** start Raw data **

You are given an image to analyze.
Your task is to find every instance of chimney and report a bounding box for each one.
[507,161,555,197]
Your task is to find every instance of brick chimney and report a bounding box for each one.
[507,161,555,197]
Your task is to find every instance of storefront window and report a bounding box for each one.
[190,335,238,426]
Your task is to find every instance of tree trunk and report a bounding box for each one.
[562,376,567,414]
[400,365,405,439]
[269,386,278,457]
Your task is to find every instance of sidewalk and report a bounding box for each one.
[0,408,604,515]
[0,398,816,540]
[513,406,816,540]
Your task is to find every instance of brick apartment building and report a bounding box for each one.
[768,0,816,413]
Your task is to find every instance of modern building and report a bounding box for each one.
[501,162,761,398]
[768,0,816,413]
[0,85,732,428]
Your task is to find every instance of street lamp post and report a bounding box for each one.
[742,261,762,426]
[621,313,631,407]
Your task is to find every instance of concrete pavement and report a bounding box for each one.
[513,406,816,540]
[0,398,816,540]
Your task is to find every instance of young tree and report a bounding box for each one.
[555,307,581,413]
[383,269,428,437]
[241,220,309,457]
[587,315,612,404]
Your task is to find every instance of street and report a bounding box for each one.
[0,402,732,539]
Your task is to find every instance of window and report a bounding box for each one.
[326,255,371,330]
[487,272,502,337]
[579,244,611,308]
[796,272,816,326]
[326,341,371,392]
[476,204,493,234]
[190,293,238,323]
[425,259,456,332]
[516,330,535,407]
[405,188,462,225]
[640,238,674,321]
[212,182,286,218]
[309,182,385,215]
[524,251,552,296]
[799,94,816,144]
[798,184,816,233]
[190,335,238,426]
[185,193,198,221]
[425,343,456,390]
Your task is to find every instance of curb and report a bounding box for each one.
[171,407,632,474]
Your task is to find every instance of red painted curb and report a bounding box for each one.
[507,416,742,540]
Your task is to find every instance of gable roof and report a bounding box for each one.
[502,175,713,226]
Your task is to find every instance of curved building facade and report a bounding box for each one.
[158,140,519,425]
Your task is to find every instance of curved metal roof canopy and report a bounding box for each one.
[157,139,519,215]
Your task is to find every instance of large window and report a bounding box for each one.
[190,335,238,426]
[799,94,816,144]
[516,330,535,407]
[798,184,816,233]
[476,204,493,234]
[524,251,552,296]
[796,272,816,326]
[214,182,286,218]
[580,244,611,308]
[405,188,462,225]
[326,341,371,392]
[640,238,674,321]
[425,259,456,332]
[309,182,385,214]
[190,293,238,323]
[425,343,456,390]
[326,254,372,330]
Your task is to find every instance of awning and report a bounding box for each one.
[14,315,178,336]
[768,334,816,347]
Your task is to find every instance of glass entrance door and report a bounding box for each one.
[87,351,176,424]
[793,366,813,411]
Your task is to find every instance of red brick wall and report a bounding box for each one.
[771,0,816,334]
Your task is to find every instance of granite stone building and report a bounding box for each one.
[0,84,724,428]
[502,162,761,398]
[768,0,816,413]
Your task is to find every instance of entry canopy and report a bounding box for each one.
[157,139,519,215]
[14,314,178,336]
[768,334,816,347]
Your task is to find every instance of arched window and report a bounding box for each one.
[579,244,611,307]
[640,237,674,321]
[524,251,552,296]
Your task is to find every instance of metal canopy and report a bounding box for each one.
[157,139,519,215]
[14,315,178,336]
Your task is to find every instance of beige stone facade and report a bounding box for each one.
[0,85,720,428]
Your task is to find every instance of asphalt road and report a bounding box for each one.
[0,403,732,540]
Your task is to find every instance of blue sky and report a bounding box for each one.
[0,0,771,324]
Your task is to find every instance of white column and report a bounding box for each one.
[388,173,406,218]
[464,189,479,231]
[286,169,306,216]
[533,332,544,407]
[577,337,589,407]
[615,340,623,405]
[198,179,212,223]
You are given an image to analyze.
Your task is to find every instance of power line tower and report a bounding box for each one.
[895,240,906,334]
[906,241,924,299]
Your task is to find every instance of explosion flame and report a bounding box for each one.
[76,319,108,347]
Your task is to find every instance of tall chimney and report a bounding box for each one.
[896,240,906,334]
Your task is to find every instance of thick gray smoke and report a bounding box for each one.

** end Raw data **

To be done: Please recast the rows above as a numbered list, leaving out any blank lines.

Solution below:
1. You are given an image to analyze.
2. Your task is to find every instance of chimney and report a bounding box for each one.
3. [507,161,555,197]
4. Your task is to find every instance of brick chimney and report a bounding box for each one.
5. [507,161,555,197]
6. Your task is to find every instance of storefront window and report a bounding box for each one.
7. [190,335,238,426]
8. Your task is to find every instance of tree trunk and report a bounding box for each one.
9. [562,376,567,414]
10. [400,365,405,439]
11. [269,386,278,457]
12. Your task is to find every instance of sidewalk and report a bounding box for each one.
13. [0,408,604,515]
14. [0,398,816,540]
15. [513,406,816,540]
16. Your task is to find every instance of brick apartment building and report a bounding box for each one.
17. [768,0,816,413]
18. Your task is to find every instance of modern building and report a bounding box for each one.
19. [501,162,761,398]
20. [768,0,816,413]
21. [0,85,732,428]
22. Your task is to find every instance of street lamp post and report a bounding box for each one.
23. [742,261,762,426]
24. [621,313,631,407]
25. Your task is to find every instance of concrete pavement and report a bounding box for each one.
26. [513,406,816,540]
27. [0,398,816,540]
28. Your task is to find every instance of young tree and report a bounding box for each one.
29. [555,307,581,413]
30. [383,269,428,437]
31. [241,220,309,457]
32. [587,315,612,404]
33. Your task is to find every instance of street and report a bounding box for each one.
34. [0,402,732,539]
35. Your task is to find every instance of window and report a bounding box for each one.
36. [326,255,371,330]
37. [487,272,502,337]
38. [579,244,611,308]
39. [796,272,816,326]
40. [326,341,371,392]
41. [476,204,493,234]
42. [190,293,238,323]
43. [425,259,456,332]
44. [516,330,535,407]
45. [405,188,462,225]
46. [640,238,674,321]
47. [212,182,286,218]
48. [309,182,385,215]
49. [524,251,552,296]
50. [799,94,816,144]
51. [798,184,816,233]
52. [190,335,238,426]
53. [185,193,198,221]
54. [425,343,456,390]
55. Your task is to find every instance of curb and report a bounding box for each one.
56. [171,407,632,474]
57. Your task is to find every instance of red painted curb and report a bounding box for each one.
58. [507,416,742,540]
59. Your task is to find every instance of gable roof and report a bounding box for each one.
60. [502,175,713,226]
61. Your task is to find every instance of curved building facade and report a bounding box for each one.
62. [158,140,519,425]
63. Your task is to find every instance of curved metal roof canopy and report a bounding box for each one.
64. [157,139,519,215]
65. Your task is to find every instance of large window and report a bounding box for each one.
66. [190,335,238,426]
67. [799,94,816,144]
68. [516,330,535,407]
69. [798,184,816,233]
70. [476,204,493,234]
71. [524,251,552,296]
72. [796,272,816,326]
73. [214,182,286,218]
74. [580,244,611,308]
75. [405,188,462,225]
76. [326,341,371,392]
77. [640,238,674,321]
78. [425,259,456,332]
79. [309,182,385,214]
80. [190,293,238,323]
81. [425,343,456,390]
82. [326,254,372,330]
83. Your task is to find every instance of awning and report a bounding box for each one.
84. [14,315,178,336]
85. [768,334,816,347]
86. Your task is to find every instance of glass entrance door and report a bounding box for each one.
87. [87,351,176,424]
88. [793,366,813,411]
89. Your task is to find every instance of red brick wall and report a bounding box for each one.
90. [771,0,816,334]
91. Your task is to find every instance of granite stone building and report a bounding box for each one.
92. [0,84,724,428]
93. [502,162,761,398]
94. [768,0,816,413]
95. Your task is to find every instance of entry canopy and report a bounding box for each one.
96. [157,139,519,215]
97. [14,314,178,336]
98. [768,334,816,347]
99. Your task is to find every instance of arched window and report a bounding box for each one.
100. [579,244,611,307]
101. [640,237,674,321]
102. [524,251,552,296]
103. Your task is to find every instance of metal canopy and report a bounding box for each one.
104. [157,139,519,215]
105. [14,315,178,336]
106. Your task is to find every instance of beige stone facade and report a bounding box for each one.
107. [0,85,720,428]
108. Your task is to find every instance of asphalt road and report a bounding box for each one.
109. [0,403,732,540]
110. Your task is to find every instance of blue sky and report a bounding box for each one.
111. [0,0,771,324]
112. Your task is to find every instance of white column and report a bounding box for each one.
113. [388,173,406,218]
114. [464,189,479,231]
115. [286,169,306,216]
116. [533,332,544,407]
117. [577,337,589,407]
118. [615,340,623,405]
119. [198,179,212,223]
120. You are given an image to analyze.
121. Your task is to find every instance of power line tower and report a bounding box for each one.
122. [895,240,906,334]
123. [906,241,924,299]
124. Your task is to find every instance of explosion flame and report a bounding box for each one.
125. [76,319,108,347]
126. Your task is to find every instance of tall chimney and report a bounding box for each one.
127. [896,240,906,334]
128. Your task is to find every instance of thick gray smoke and report a bounding box for each one.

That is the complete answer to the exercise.